━━ Excerpted passage ━━
Q: From time to time, my computer freezes and I get a blue screen that says “Bad Pool Header” – computer does a restart after a few minutes and then it seems to work fine. What causes this and how do I correct?

– Jerry G.
Niceville, Florida

A: Oh my. Don’t you just absolutely love the cryptic error messages that Windows throws at you? I mean, your PC might as well have a “Check CPU” light somewhere on the case, as hardly anybody understands these errors. As I’ve said in the past, it’s almost as if Microsoft expects everyone who uses their products to have an advanced degree in computer science. Well, Jerry, I don’t expect that of you. So, let’s start as we so often do, with learning a little more about the problem, then I’ll see if I can point you in the direction of a solution. (Caution – extremely Geeky content ahead!)
━━━
━━ Dataset excerpts ━━
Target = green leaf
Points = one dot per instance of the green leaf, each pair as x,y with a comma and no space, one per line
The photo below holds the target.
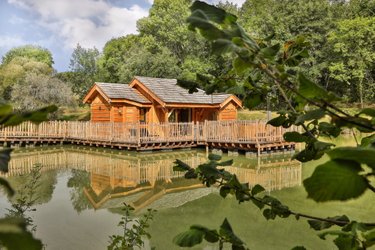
223,46
321,146
336,180
213,13
294,137
213,157
357,154
310,115
224,191
227,231
269,214
320,225
311,90
368,111
346,242
225,226
368,141
370,238
181,166
4,159
240,65
277,121
270,52
257,189
257,203
225,163
253,100
306,155
189,238
326,128
7,186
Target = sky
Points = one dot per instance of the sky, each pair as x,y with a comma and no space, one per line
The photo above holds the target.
59,25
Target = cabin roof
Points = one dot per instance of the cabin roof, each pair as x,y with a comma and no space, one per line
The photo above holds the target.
121,91
169,92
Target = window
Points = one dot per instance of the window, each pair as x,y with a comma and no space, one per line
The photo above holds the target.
142,114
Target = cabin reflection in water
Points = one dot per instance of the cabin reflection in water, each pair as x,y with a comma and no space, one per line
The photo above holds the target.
144,179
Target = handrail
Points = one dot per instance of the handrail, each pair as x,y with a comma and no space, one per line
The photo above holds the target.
256,132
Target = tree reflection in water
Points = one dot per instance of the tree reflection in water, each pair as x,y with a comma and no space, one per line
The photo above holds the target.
77,182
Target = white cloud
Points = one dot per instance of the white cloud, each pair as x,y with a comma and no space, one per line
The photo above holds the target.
7,42
88,22
237,2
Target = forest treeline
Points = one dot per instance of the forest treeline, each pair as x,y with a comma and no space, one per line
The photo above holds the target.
341,34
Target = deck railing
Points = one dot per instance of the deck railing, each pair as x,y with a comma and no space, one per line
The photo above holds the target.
136,133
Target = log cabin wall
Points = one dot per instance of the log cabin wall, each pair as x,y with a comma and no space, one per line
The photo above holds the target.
131,114
117,112
228,112
100,110
202,114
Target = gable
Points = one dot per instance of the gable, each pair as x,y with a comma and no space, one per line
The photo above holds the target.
115,92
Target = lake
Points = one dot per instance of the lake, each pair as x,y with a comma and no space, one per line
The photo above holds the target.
82,190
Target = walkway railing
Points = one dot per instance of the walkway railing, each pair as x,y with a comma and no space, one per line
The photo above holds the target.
255,132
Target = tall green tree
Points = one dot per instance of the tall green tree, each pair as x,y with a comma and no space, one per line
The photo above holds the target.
286,19
353,57
114,57
15,71
37,91
83,64
32,52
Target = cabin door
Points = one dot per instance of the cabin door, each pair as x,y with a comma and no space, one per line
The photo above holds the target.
184,115
180,115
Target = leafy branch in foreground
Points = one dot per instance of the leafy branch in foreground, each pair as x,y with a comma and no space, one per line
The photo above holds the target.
197,233
359,235
259,67
26,198
133,230
14,233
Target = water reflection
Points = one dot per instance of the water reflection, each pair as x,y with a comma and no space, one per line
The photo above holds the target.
107,178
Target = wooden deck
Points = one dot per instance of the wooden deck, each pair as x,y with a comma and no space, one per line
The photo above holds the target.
253,136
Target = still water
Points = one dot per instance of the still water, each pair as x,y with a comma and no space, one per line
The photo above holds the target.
81,192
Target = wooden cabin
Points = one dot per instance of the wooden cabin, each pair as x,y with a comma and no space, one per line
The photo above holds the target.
157,100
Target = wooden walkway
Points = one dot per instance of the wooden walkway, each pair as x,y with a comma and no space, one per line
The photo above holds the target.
118,174
253,136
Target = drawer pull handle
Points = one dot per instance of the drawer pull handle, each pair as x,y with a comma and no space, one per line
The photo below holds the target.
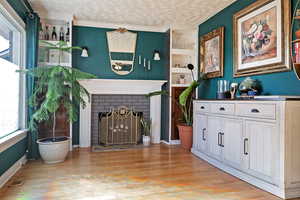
254,110
219,143
203,132
222,139
245,141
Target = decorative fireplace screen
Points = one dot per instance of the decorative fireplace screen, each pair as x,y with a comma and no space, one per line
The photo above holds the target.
121,126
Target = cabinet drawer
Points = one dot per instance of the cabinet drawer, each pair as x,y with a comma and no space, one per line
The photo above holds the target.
201,107
257,110
223,108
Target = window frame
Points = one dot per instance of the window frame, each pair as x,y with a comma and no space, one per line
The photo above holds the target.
16,24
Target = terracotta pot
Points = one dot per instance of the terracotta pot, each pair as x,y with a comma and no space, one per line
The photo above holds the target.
186,136
297,34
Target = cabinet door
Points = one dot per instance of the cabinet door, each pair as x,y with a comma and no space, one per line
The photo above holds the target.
263,142
200,132
232,140
214,137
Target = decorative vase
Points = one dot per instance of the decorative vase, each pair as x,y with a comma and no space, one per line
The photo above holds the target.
146,140
186,136
54,151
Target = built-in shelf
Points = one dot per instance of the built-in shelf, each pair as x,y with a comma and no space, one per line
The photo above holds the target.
42,44
180,85
188,52
180,70
54,64
297,17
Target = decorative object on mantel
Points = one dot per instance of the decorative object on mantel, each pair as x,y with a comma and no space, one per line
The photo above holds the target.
121,45
250,87
233,89
212,53
146,124
84,52
223,91
54,86
261,38
156,55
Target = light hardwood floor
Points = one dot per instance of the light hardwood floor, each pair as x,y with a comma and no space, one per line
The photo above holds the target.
158,172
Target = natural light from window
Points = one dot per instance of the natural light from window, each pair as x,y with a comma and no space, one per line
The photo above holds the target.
11,101
4,43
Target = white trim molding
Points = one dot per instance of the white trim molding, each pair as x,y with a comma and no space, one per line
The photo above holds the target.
12,139
121,87
4,178
96,24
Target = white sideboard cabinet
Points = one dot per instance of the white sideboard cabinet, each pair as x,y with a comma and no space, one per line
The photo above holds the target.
257,141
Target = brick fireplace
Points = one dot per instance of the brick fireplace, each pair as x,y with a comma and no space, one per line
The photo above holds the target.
106,93
104,103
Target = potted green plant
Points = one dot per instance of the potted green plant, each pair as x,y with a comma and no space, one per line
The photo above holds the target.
56,86
185,103
146,124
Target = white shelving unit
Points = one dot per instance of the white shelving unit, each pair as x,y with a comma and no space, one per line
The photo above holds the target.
66,58
183,51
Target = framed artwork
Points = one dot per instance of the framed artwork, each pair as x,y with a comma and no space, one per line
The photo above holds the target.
261,38
212,53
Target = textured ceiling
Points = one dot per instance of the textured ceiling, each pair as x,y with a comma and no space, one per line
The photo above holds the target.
175,13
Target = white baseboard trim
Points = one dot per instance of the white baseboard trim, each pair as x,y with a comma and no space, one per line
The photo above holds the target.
276,190
171,142
164,142
175,142
12,171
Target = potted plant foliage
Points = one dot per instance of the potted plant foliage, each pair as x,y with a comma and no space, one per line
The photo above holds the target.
56,86
146,131
185,103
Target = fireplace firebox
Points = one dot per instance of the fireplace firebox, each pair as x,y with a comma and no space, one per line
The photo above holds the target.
120,126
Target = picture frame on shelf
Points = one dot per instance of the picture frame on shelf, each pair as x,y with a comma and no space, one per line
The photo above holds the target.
212,53
261,38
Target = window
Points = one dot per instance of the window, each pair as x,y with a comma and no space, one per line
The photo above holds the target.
12,85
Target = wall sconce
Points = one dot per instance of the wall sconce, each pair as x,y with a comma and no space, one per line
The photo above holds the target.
156,55
191,67
84,52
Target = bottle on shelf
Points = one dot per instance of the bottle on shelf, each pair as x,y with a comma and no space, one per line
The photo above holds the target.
54,35
68,33
61,34
41,33
47,34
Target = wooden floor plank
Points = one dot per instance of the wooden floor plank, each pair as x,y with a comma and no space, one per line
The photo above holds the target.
159,172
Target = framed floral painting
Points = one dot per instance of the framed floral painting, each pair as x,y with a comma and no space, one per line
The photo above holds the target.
261,38
211,53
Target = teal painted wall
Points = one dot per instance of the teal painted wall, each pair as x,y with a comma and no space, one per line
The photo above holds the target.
12,155
15,152
283,83
98,61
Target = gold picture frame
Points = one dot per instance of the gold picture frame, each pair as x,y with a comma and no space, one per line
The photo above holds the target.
261,38
212,53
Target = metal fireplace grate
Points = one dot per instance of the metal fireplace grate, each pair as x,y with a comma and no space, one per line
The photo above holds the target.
120,126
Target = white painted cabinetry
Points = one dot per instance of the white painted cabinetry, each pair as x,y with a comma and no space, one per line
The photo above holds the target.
256,141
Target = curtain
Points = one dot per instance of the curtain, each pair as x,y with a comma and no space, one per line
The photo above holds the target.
32,34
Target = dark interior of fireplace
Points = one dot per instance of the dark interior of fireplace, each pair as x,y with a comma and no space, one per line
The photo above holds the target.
121,126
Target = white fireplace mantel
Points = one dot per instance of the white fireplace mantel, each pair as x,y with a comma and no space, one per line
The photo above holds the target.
125,87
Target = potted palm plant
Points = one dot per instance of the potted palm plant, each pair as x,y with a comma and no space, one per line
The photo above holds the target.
146,124
56,86
185,103
186,127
━━━
Activities:
1. In the computer Q&A, what does the computer do after the "Bad Pool Header" blue screen appears?
2. Repeat the computer Q&A word for word, everything from "Q: From time" down to "do I correct?".

Outputs in order:
1. It restarts after a few minutes and then seems to work fine.

2.
Q: From time to time, my computer freezes and I get a blue screen that says “Bad Pool Header” – computer does a restart after a few minutes and then it seems to work fine. What causes this and how do I correct?